EXERCISE DETAILS:
For the entries that follow, restate word for word the line containing "527, row 331", the line containing "312, row 476", and every line that lies between them.

==== DATA TO USE

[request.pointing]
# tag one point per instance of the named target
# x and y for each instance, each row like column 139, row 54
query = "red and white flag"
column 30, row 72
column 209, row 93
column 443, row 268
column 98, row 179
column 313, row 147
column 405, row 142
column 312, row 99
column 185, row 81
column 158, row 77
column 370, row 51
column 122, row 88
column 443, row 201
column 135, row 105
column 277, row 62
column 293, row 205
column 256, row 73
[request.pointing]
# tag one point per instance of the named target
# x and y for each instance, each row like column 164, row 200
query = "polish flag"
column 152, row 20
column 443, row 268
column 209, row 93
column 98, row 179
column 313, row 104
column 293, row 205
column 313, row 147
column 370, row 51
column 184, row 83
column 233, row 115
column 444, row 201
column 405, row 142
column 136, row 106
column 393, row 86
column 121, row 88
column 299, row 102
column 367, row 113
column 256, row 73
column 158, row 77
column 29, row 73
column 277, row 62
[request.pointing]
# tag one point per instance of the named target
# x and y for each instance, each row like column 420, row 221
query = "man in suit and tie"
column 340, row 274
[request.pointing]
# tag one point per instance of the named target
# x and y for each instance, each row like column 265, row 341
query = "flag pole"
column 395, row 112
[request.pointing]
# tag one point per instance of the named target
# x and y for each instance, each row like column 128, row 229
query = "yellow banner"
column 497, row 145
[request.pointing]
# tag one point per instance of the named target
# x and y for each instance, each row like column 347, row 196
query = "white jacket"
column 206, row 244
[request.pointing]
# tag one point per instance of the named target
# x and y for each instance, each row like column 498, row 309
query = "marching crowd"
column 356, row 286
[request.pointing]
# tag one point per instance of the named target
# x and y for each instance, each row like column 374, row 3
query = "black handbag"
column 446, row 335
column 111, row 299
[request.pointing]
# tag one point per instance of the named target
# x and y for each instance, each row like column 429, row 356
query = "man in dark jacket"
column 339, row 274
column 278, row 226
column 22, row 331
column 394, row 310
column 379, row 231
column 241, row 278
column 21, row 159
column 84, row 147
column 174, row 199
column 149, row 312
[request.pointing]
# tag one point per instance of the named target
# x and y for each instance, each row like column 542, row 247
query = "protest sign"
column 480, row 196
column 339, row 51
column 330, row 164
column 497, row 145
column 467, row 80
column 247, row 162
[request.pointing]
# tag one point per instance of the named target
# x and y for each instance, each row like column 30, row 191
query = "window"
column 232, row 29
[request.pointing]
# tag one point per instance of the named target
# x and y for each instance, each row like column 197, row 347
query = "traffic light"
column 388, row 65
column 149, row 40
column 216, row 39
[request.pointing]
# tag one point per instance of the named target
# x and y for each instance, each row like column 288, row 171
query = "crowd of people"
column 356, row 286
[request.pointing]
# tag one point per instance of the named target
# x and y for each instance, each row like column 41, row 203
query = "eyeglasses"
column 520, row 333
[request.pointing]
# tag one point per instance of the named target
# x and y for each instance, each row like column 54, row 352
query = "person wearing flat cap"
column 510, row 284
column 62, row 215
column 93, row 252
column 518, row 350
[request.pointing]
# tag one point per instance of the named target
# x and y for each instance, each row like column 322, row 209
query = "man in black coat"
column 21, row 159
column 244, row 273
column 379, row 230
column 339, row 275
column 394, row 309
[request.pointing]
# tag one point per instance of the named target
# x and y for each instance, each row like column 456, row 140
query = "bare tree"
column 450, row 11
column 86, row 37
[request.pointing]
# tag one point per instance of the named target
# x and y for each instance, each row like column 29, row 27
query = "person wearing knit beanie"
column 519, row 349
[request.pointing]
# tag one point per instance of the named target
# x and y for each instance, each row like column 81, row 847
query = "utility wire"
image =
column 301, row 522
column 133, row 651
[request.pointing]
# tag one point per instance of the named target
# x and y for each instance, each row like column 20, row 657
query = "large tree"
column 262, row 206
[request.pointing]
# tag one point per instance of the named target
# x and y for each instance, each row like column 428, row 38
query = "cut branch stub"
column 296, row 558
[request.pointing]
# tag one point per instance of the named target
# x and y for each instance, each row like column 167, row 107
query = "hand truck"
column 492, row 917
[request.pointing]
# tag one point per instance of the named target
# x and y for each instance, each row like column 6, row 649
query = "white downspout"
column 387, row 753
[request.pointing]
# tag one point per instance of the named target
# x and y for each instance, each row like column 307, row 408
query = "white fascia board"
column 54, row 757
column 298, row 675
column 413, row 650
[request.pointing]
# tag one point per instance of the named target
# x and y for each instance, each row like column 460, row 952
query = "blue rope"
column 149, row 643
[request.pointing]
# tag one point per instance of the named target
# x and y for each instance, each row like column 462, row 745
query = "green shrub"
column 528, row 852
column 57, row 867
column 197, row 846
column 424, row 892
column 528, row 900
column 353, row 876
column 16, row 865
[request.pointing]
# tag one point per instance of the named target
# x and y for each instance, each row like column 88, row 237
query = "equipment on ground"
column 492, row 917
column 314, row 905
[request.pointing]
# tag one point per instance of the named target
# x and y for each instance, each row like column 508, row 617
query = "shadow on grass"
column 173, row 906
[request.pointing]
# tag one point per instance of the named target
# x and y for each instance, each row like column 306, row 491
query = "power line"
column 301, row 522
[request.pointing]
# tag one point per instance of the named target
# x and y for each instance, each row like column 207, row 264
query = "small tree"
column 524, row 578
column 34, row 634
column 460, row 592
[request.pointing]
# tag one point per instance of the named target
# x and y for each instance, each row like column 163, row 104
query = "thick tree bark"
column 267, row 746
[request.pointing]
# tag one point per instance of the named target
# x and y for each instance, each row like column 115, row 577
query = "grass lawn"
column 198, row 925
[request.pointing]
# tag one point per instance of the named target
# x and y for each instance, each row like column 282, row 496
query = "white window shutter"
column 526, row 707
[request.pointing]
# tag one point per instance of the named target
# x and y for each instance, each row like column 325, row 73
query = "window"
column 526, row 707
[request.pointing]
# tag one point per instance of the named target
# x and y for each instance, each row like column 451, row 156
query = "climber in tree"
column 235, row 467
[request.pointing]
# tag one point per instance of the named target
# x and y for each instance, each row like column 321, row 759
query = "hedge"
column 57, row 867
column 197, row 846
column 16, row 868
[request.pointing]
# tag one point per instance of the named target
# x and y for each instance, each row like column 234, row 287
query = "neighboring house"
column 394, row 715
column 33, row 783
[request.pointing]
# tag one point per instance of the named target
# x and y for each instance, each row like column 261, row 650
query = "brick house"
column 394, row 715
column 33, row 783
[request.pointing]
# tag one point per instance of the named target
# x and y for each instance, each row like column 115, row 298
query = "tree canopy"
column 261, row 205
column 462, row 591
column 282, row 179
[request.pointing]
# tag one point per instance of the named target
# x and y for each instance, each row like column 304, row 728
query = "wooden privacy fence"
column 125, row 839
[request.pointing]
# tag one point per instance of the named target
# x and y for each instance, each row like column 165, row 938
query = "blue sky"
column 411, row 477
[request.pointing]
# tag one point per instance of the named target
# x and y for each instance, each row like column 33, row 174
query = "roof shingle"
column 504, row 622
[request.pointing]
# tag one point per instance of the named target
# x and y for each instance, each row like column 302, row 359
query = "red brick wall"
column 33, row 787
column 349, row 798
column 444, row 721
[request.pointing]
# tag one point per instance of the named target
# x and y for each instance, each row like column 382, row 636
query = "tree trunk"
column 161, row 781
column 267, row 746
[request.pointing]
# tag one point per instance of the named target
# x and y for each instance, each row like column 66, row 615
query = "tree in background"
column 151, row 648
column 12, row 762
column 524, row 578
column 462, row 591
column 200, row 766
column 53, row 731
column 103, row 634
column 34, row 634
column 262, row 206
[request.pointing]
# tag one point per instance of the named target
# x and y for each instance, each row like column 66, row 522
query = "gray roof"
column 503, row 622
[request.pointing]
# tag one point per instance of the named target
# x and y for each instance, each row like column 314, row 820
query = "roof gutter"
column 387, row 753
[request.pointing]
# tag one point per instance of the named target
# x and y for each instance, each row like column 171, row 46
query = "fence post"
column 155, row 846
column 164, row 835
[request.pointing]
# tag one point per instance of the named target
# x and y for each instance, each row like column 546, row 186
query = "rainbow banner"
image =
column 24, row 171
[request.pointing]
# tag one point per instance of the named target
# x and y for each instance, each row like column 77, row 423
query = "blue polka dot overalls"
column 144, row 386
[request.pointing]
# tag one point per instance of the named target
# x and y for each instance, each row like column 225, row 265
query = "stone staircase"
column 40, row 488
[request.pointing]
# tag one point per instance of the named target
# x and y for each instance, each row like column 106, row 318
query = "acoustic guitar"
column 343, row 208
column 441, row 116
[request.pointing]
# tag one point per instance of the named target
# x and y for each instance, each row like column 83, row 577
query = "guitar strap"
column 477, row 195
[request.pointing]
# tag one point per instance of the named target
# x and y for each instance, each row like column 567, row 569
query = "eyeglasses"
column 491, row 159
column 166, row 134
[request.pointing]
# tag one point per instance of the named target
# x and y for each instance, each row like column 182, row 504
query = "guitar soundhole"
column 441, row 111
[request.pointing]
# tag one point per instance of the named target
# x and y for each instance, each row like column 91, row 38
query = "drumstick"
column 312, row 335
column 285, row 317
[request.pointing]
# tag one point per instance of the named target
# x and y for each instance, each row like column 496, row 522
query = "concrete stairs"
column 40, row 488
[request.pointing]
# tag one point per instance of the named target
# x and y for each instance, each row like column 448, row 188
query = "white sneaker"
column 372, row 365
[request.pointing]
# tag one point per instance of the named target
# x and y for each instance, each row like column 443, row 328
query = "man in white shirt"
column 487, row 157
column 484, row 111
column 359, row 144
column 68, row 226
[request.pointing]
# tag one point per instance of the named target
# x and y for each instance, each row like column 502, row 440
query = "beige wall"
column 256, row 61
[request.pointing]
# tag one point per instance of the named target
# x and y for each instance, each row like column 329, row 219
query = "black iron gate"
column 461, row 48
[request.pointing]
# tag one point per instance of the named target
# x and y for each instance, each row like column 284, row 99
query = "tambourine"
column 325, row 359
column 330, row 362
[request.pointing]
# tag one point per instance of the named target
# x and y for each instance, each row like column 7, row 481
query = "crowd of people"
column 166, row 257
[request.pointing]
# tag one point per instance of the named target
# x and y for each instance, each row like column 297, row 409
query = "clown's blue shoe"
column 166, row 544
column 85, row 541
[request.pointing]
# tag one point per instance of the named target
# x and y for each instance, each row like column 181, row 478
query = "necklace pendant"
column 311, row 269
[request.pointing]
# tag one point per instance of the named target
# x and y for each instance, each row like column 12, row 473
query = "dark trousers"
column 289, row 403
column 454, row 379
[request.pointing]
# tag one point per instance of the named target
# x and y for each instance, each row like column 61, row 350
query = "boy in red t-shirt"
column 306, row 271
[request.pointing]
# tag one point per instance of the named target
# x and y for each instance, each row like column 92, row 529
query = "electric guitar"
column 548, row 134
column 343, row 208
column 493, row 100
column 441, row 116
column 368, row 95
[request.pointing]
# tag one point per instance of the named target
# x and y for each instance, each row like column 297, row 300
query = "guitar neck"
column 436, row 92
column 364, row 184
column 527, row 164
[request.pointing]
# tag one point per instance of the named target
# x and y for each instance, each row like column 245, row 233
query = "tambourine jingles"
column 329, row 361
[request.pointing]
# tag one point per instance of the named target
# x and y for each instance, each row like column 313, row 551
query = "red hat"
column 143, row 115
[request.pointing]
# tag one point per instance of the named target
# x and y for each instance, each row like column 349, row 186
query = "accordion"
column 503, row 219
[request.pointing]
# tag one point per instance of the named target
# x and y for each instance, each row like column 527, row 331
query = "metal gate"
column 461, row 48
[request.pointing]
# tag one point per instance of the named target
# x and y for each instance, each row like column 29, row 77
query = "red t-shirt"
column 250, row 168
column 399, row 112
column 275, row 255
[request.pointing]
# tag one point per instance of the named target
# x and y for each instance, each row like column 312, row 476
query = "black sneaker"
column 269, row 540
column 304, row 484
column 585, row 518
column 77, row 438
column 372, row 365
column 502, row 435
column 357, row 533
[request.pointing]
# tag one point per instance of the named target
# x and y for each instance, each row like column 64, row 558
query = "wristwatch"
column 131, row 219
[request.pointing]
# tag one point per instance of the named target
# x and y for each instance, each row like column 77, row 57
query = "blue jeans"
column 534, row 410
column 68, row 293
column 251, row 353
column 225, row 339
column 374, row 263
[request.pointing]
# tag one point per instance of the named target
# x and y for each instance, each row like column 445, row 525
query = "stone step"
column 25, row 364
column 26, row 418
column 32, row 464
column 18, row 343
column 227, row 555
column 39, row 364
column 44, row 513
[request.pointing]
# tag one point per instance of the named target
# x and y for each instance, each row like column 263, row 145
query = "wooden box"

========

RESULT FOR THIS EXERCISE:
# x and y for each instance, each row like column 527, row 331
query = "metal gate"
column 461, row 48
[request.pointing]
# tag one point per instance of the named target
# x and y for each instance, each row like column 29, row 77
query = "red t-shirt"
column 250, row 168
column 399, row 112
column 275, row 255
[request.pointing]
# tag one point per instance of the named target
# x and y for each instance, each row like column 312, row 476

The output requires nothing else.